> _Raw records_
* * *
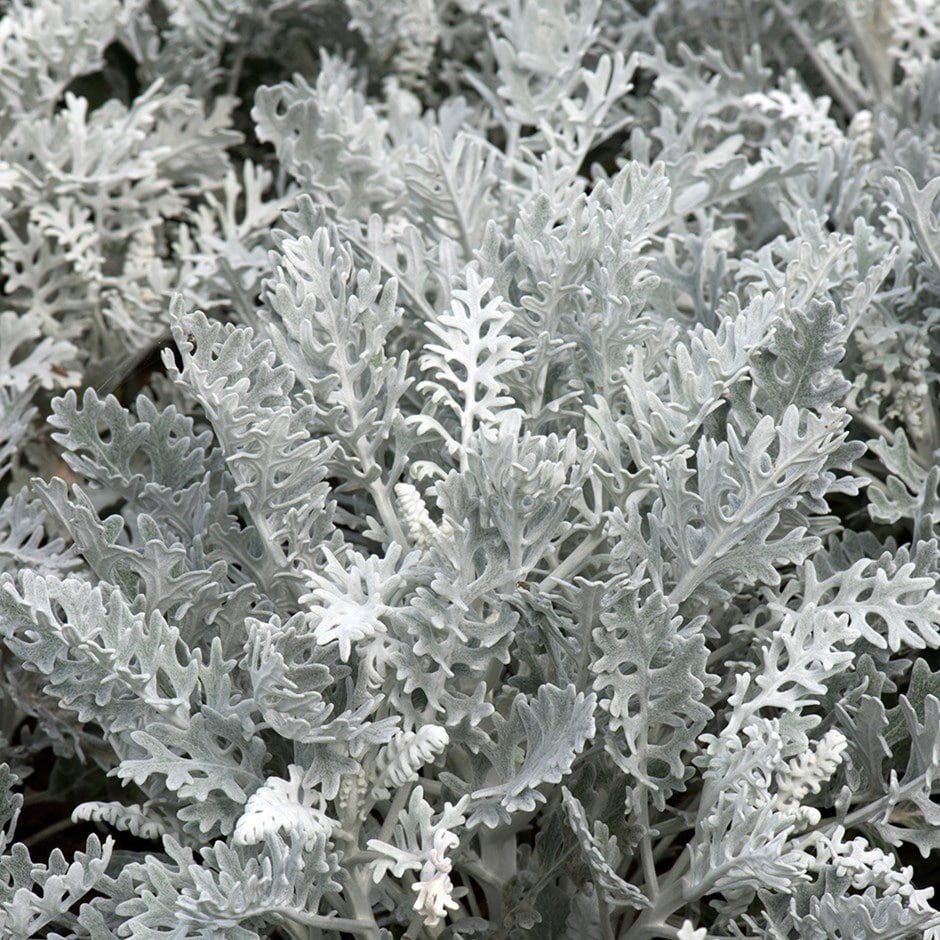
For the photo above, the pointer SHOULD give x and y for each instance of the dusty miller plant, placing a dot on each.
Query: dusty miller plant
(531, 528)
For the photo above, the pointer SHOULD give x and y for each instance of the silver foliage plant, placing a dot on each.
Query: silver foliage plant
(532, 528)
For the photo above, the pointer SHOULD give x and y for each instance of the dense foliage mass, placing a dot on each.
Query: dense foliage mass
(469, 468)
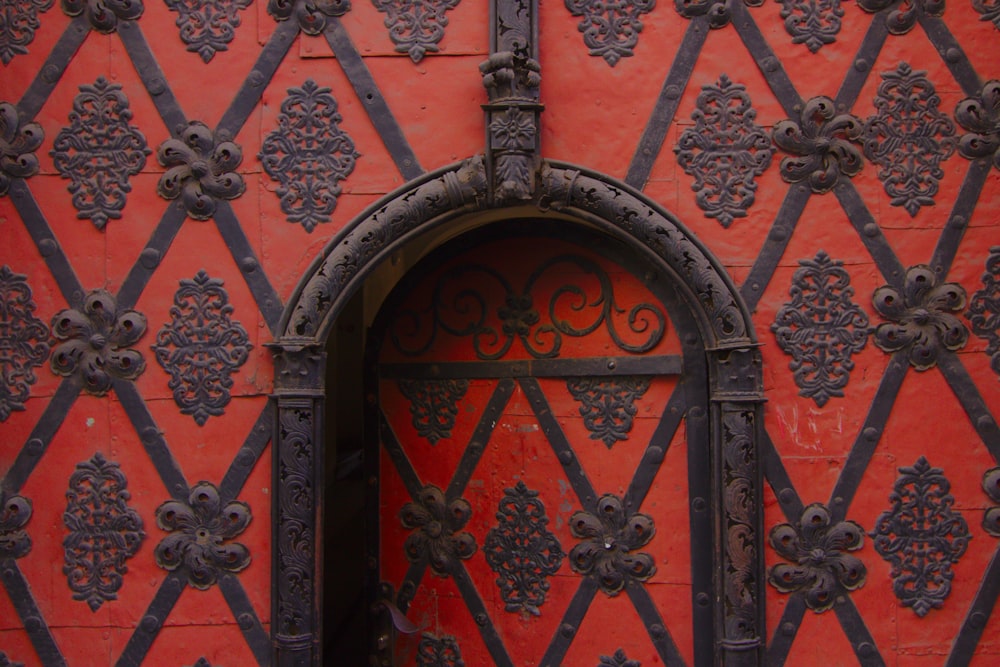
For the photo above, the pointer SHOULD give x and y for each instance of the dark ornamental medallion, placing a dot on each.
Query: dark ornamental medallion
(981, 117)
(308, 155)
(920, 319)
(522, 551)
(820, 328)
(18, 23)
(437, 538)
(921, 537)
(819, 567)
(23, 342)
(433, 405)
(984, 309)
(201, 532)
(18, 144)
(814, 23)
(435, 651)
(92, 343)
(201, 168)
(610, 29)
(98, 151)
(14, 514)
(201, 347)
(207, 26)
(607, 405)
(104, 531)
(823, 142)
(609, 550)
(415, 26)
(908, 138)
(724, 151)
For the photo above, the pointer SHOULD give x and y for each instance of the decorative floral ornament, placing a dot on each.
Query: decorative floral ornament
(93, 341)
(822, 140)
(611, 538)
(436, 523)
(981, 117)
(201, 530)
(17, 145)
(201, 170)
(819, 565)
(920, 317)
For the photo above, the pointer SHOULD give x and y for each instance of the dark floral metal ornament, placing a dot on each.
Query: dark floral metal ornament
(200, 169)
(921, 537)
(819, 566)
(23, 342)
(201, 347)
(437, 538)
(823, 142)
(984, 309)
(724, 151)
(920, 318)
(18, 144)
(92, 343)
(610, 29)
(201, 532)
(821, 328)
(14, 514)
(522, 551)
(980, 115)
(103, 531)
(609, 550)
(98, 152)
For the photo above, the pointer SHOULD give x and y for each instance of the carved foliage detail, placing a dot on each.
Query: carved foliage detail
(522, 551)
(610, 29)
(608, 405)
(921, 537)
(23, 342)
(104, 531)
(308, 155)
(724, 151)
(908, 138)
(98, 151)
(820, 328)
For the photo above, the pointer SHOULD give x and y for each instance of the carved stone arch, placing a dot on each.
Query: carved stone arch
(451, 196)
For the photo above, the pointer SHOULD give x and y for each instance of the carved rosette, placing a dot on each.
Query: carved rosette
(437, 538)
(821, 328)
(920, 317)
(609, 550)
(207, 26)
(903, 14)
(200, 169)
(610, 29)
(819, 567)
(522, 551)
(14, 514)
(103, 531)
(984, 309)
(822, 142)
(724, 151)
(201, 347)
(93, 343)
(18, 143)
(98, 151)
(201, 532)
(980, 115)
(921, 537)
(908, 138)
(104, 15)
(308, 155)
(23, 342)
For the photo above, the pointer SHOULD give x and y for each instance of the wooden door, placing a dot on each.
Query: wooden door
(541, 433)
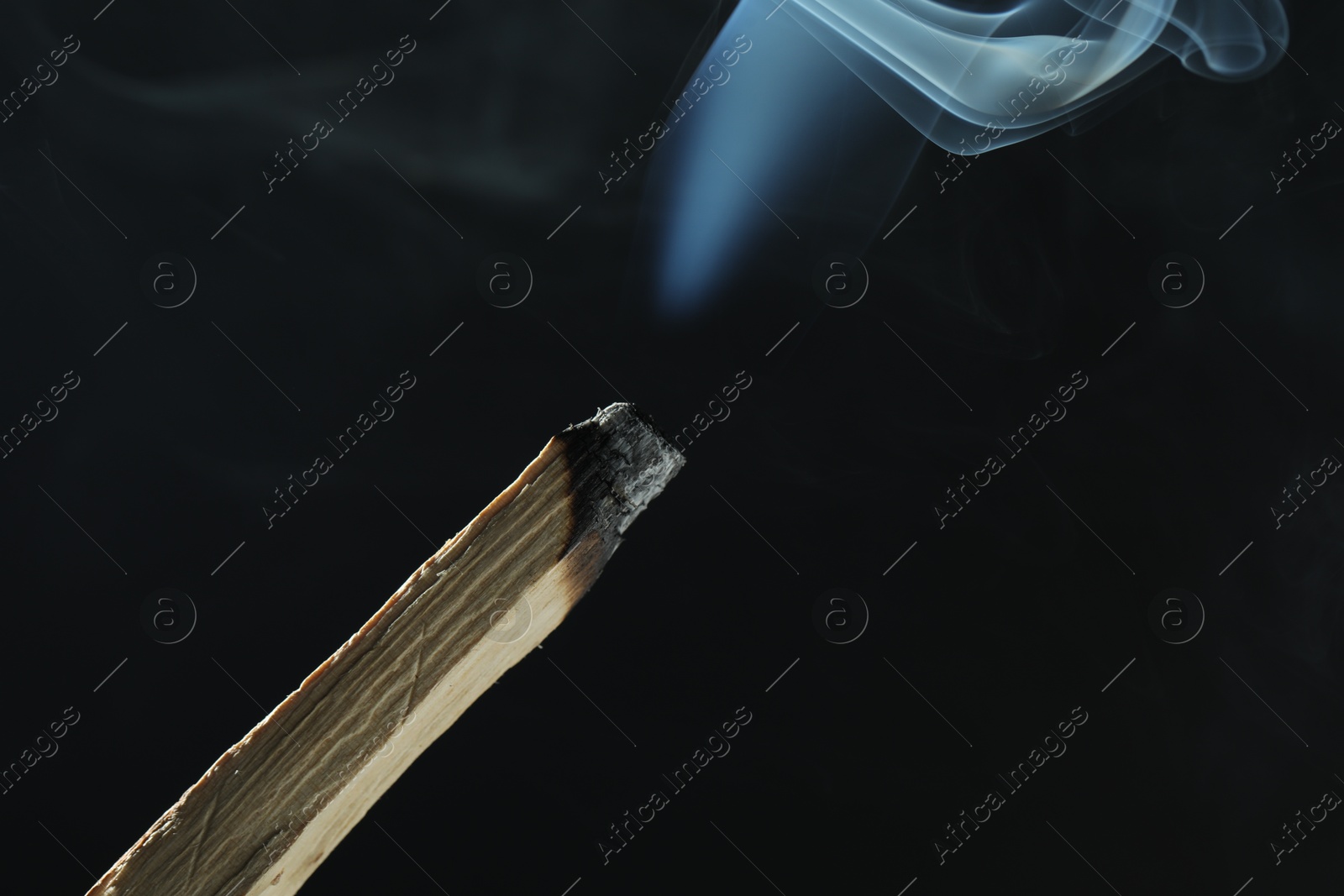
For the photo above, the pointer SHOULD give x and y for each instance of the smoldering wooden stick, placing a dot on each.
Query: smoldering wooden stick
(276, 804)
* * *
> _Exercise objective_
Give every line of the records above as a JSON list of strings, one string per line, with blank lines left out. Omit the pictures.

> _Answer to the task_
[
  "For the photo above, the pointer SHOULD give x and y for each instance of the dusty miller plant, placing a dot on each.",
  "Query: dusty miller plant",
  "(531, 528)",
  "For the photo above, the pointer SHOULD give x and y for each instance of the silver foliage plant, placing a dot on each.",
  "Query: silver foliage plant",
  "(532, 528)",
  "For the photo above, the pointer SHOULD give x and y for each instance of the dense foliage mass, placing a dot on each.",
  "Query: dense foliage mass",
  "(469, 468)",
  "For the photo above, the pointer SHOULD give x and y for each instance of the dark ornamental medallion, placing a dot on each.",
  "Query: dark ornamental medallion",
  "(981, 117)",
  "(308, 155)",
  "(920, 319)",
  "(522, 551)",
  "(820, 328)",
  "(18, 23)",
  "(437, 538)",
  "(921, 537)",
  "(819, 567)",
  "(23, 342)",
  "(433, 405)",
  "(984, 309)",
  "(201, 532)",
  "(18, 144)",
  "(814, 23)",
  "(435, 651)",
  "(92, 343)",
  "(201, 168)",
  "(610, 29)",
  "(98, 151)",
  "(14, 514)",
  "(201, 347)",
  "(207, 26)",
  "(607, 405)",
  "(104, 531)",
  "(823, 142)",
  "(609, 550)",
  "(415, 26)",
  "(908, 138)",
  "(724, 151)",
  "For the photo above, the pointer SHOULD give x and y for each instance of the decorative floral ornament, placing a dot on each.",
  "Query: decorative floral ornament",
  "(93, 341)",
  "(822, 140)",
  "(611, 538)",
  "(436, 523)",
  "(981, 117)",
  "(201, 530)",
  "(17, 145)",
  "(201, 170)",
  "(819, 565)",
  "(920, 317)",
  "For the photo above, the pointer SHOULD give x and y for each instance of the dark floral metal ornament, placing a dot on each.",
  "Query: dark floral metal ornament",
  "(200, 169)",
  "(921, 537)",
  "(819, 566)",
  "(23, 342)",
  "(201, 347)",
  "(437, 538)",
  "(823, 142)",
  "(984, 309)",
  "(724, 151)",
  "(920, 318)",
  "(18, 144)",
  "(92, 343)",
  "(610, 29)",
  "(201, 532)",
  "(821, 328)",
  "(14, 514)",
  "(522, 551)",
  "(980, 115)",
  "(103, 531)",
  "(609, 550)",
  "(98, 152)",
  "For the photo above, the pointer SHOULD give x and y for each instance of the carved foliage detail, placing a dot on each.",
  "Query: carved foliage detail",
  "(522, 551)",
  "(610, 29)",
  "(608, 405)",
  "(921, 537)",
  "(23, 342)",
  "(104, 531)",
  "(308, 155)",
  "(724, 151)",
  "(908, 138)",
  "(98, 151)",
  "(820, 328)",
  "For the photo above, the pointer SHOULD give x and y for each instance of the carved stone arch, placing a dot on each.",
  "Query: carved stone arch",
  "(451, 196)",
  "For the photo above, the pointer SHOULD give x and y for each instance of the carved rosette, placing a dot on each.",
  "Query: carved rosette",
  "(437, 538)",
  "(821, 328)",
  "(920, 317)",
  "(609, 550)",
  "(207, 26)",
  "(903, 14)",
  "(200, 169)",
  "(610, 29)",
  "(819, 567)",
  "(522, 551)",
  "(14, 514)",
  "(103, 531)",
  "(984, 309)",
  "(822, 142)",
  "(724, 151)",
  "(201, 347)",
  "(93, 343)",
  "(18, 143)",
  "(98, 151)",
  "(201, 532)",
  "(980, 115)",
  "(921, 537)",
  "(908, 138)",
  "(104, 15)",
  "(308, 155)",
  "(23, 342)",
  "For the photo above, the pointer SHOULD give x and y for each instance of the wooden door, placing a dot on each.",
  "Query: wooden door",
  "(541, 433)",
  "For the photo above, the pointer SHOULD give x and y for each instance of the smoldering wooden stick, placing a dot on each.",
  "Query: smoldering wooden stick",
  "(276, 804)"
]